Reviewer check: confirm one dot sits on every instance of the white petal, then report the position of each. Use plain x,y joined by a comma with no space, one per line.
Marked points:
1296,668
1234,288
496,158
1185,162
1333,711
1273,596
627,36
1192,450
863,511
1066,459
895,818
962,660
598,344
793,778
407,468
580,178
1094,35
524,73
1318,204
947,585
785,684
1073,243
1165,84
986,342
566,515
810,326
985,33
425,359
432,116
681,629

[Exercise brief]:
The whole listing above, restated word for word, is the required answer.

[Your response]:
Reviewer check: confirm one dot sits on every instance of the white petal, then report the position of each. Use plain x,y joined by a comma with no space, one per line.
Marked points:
1296,668
1234,288
496,158
1185,162
1333,711
1273,596
627,36
1192,450
863,511
1066,459
895,818
962,660
598,344
793,778
407,468
580,178
1094,35
524,73
1318,204
947,585
785,684
1073,243
1165,84
986,342
566,515
810,326
985,33
425,359
432,116
681,629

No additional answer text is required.